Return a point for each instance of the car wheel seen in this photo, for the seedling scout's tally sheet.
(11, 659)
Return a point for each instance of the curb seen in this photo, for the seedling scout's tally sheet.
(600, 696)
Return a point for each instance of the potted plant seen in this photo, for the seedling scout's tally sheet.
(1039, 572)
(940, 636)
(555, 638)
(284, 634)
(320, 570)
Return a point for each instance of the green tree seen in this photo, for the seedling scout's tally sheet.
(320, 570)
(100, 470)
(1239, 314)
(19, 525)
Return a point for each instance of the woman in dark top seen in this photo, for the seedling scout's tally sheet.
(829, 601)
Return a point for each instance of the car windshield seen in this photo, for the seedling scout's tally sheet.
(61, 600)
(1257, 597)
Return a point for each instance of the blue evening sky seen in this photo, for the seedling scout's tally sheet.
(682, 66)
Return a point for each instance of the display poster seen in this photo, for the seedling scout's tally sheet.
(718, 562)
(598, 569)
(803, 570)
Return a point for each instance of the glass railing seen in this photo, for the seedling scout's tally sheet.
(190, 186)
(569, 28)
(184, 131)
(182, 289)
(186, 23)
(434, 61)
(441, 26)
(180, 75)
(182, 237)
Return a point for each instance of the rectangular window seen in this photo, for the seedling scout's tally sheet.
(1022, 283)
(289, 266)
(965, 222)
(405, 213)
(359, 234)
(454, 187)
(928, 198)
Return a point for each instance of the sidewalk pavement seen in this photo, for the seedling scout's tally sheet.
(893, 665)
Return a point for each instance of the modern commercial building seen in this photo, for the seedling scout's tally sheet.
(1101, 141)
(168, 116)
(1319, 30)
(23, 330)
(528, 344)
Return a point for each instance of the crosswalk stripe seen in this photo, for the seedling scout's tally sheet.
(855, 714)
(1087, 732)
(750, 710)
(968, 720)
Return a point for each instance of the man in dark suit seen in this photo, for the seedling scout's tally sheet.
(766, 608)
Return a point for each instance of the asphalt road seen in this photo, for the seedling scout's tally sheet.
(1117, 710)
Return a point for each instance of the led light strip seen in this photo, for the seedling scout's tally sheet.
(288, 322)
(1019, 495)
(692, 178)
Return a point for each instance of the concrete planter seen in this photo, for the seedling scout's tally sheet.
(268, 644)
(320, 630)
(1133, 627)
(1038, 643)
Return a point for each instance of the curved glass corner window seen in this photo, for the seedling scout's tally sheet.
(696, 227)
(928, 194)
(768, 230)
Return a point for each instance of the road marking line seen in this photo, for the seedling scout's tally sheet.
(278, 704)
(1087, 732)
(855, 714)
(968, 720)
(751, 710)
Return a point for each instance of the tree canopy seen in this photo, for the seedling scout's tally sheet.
::::
_What you are asked to do:_
Every record needs to be reproduced exactly, with none skipped.

_Response area:_
Return a point for each instance of the car wheel seen in this photo, for the seedling scout's tally sheet.
(11, 659)
Return a point for each instance of the curb seen in this photo, for the seedling scout's tally sheet.
(600, 696)
Return a point for each instance of the potted plant seen in this photo, for the seedling scout's tally sheet.
(1039, 572)
(940, 636)
(555, 638)
(284, 634)
(320, 570)
Return a point for each instance of the green tree seen in this photo, for the seedling scout's tally sheet.
(320, 570)
(100, 470)
(1239, 314)
(19, 525)
Return a point for each instance of the woman in dark top seen in this photo, for the seedling scout's tally sheet.
(829, 601)
Return a point for each instance of the car windshield seen in this photo, for the seedling scout's tally sheet.
(61, 600)
(1257, 597)
Return a point for each instance of the blue evening sky seen in this photo, for the seedling scout's tally sheet.
(682, 66)
Return a point for each instance of the display poster seen in this photo, for the seedling scout's tally sheet.
(718, 562)
(598, 569)
(803, 570)
Return a point for each instance of the glass railing seen in this photo, for the seedling scout's tally sheet.
(190, 186)
(569, 28)
(184, 131)
(182, 289)
(186, 23)
(434, 61)
(441, 26)
(180, 75)
(182, 237)
Return a point for each instance of the rectangular window seen in this photo, for the seedling scout's tally sheet.
(1022, 283)
(289, 266)
(965, 222)
(405, 213)
(359, 234)
(454, 187)
(928, 198)
Return a point for each instance of the sidewalk pavement seen in this photo, for the seedling scout's tally sheet.
(893, 665)
Return a point for each instance of the modern commercial building seen in this photo, for the seedling scout's tally sheet.
(1101, 141)
(168, 116)
(1319, 30)
(23, 330)
(528, 344)
Return a point for each instance of the crosswalk stripe seen in this photo, for the seedling scout's tally sheet.
(855, 714)
(1087, 732)
(750, 710)
(968, 720)
Return a point for each instance of the man in dark suit seen in this photo, for the seedling scout's tally sheet.
(766, 608)
Return a point for each instance of the asphalt road seen in this photo, for the seedling scout's tally sheet.
(1117, 710)
Return a point for each instance of the led light strip seen in this photo, for the seedling scout's tally sheet.
(288, 322)
(1019, 495)
(692, 178)
Return a point for each instance of the concrete planter seen in this photo, for the seedling scout's tally sheet.
(268, 644)
(320, 630)
(1133, 627)
(1038, 643)
Return a point for each instance of the curved glass corner window seen in this photo, for the seedling scout's tally sheet.
(696, 227)
(928, 194)
(768, 230)
Return a point for each instance of the road marking line seen in this photo, for the seedling scout's tally sheet.
(278, 704)
(1087, 732)
(855, 714)
(968, 720)
(751, 710)
Return a point for each instance of the tree canopy seen in this photo, for the seedling scout's tally sheet.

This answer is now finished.